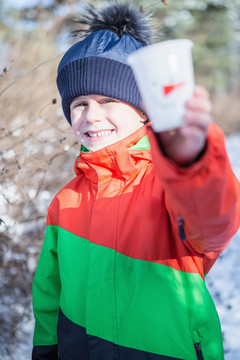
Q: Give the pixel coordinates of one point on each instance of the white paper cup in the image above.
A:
(165, 77)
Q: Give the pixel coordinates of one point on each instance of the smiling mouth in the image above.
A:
(95, 134)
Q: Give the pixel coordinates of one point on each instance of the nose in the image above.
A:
(94, 112)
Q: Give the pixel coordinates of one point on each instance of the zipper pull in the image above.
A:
(181, 231)
(198, 351)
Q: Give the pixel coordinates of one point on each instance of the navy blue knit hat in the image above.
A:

#### [Exercise directions]
Retype all entries above verbatim; no pictures belong in the copy.

#### [Response to this task]
Q: Give the pixel coordinates of one point on each instance of the white paper cup in the image above.
A:
(165, 77)
Q: Give the pixel coordinates of one point on each instance of the smiling mouth in the image above.
A:
(95, 134)
Q: Give the pixel coordinates of one point on each instance of the nose in the image above.
A:
(94, 112)
Q: Give the pixel coordinates of one point on each instance of the zipper pull in the image above.
A:
(181, 231)
(198, 351)
Q: Give the pixel coordinates of one point on each instance of the navy blue knit hat in the image above.
A:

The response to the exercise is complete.